** BEGIN Information provided **

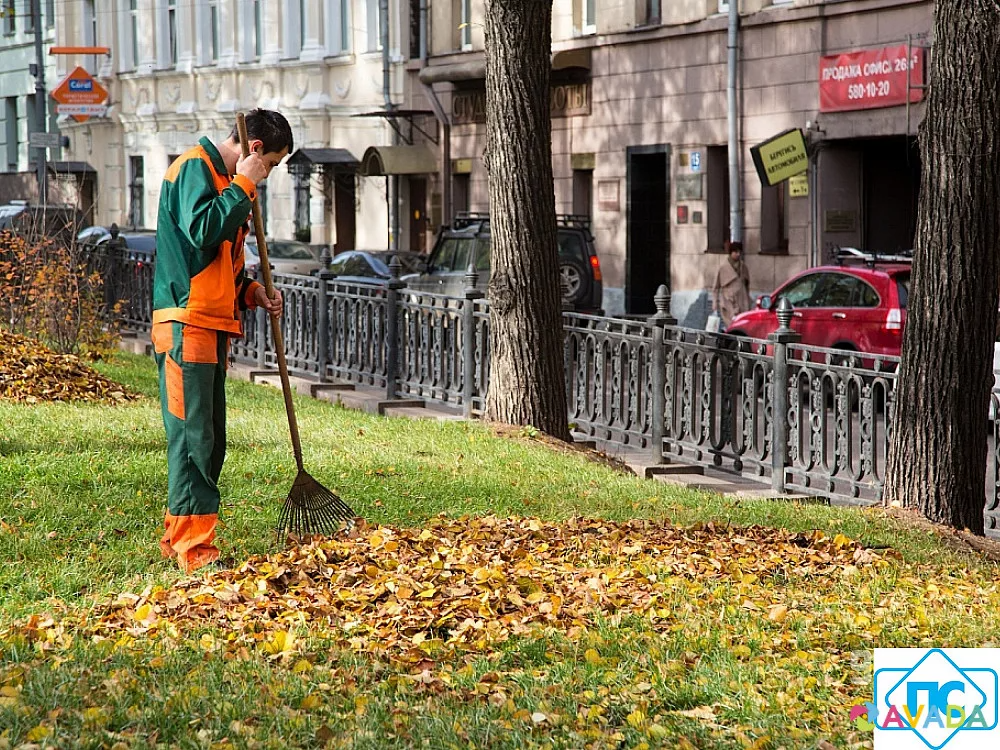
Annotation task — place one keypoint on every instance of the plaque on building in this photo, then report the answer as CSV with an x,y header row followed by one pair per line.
x,y
689,187
840,221
608,195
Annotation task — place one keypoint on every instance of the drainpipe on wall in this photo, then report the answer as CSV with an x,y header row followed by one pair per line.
x,y
445,176
735,207
391,181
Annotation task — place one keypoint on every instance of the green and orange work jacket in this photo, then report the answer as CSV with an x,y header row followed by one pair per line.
x,y
201,226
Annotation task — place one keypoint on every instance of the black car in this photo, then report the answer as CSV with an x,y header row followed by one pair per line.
x,y
467,241
372,266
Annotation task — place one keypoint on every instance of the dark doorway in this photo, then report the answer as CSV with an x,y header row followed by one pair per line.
x,y
418,214
583,191
891,173
344,211
647,263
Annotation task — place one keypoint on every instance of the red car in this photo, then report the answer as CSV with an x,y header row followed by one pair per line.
x,y
856,308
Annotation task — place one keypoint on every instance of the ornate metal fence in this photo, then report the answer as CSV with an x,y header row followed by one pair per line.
x,y
805,419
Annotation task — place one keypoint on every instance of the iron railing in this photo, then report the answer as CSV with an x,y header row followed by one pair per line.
x,y
808,420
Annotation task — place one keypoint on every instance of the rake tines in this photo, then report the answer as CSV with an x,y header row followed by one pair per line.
x,y
312,509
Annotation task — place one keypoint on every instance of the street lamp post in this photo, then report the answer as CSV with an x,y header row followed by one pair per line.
x,y
36,18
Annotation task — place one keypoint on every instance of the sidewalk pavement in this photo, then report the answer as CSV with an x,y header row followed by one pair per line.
x,y
373,401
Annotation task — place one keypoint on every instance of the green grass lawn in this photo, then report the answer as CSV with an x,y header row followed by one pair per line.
x,y
82,496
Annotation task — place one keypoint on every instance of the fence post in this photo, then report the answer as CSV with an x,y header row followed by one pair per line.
x,y
659,321
469,339
392,286
781,338
323,334
116,260
262,337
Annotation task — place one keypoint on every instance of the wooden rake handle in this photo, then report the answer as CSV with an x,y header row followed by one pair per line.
x,y
279,339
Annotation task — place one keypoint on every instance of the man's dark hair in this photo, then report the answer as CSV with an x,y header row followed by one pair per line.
x,y
269,127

** END Information provided **

Task objective: Reproduce the items word for word, beginning at the line that contains "of the iron" and continuing through the final line of the items.

Worked solution:
Annotation task — place one keypoint on every instance of the iron railing in this photo, then report the answer as CSV with an x,y header row followed by one pair per line.
x,y
808,420
Annotation task — place one keypoint on every instance of the rake tines in this photo, then report the answer as CSV with an x,y header row followed by one pair per line.
x,y
312,509
Annotation task — place one keypoint on every instance of the street lamp post in this photo, then report the answer as CSV with an x,y header row followed by one pair per line.
x,y
36,18
Annotation task — place one keypoint on every instance of the sidewalk pavement in this photo, then report the answer as CSV with an x,y header row followed by one pair per line.
x,y
373,401
Annotation task — place one keypoint on every instance of the green grass lawn in this photo, then report the answer as CSV with an x,y header row followed by one pair per line.
x,y
82,496
Annotation task — place one keypoint on every instance of the fence post in this photo, then report the answer as CSV with an x,y header row followed by one pair per line.
x,y
659,321
469,339
392,286
781,338
323,334
116,260
262,337
Annotation task — place one keypoint on every instance of the wooden rake handle in this photo, then report the answer as CSV with an x,y header row followed by one pair per line.
x,y
279,339
Annotation task — place one keypoint on every instance of the man's dark hair in this photo, then report the answer as CSV with an x,y header row followed by one pair per line.
x,y
269,127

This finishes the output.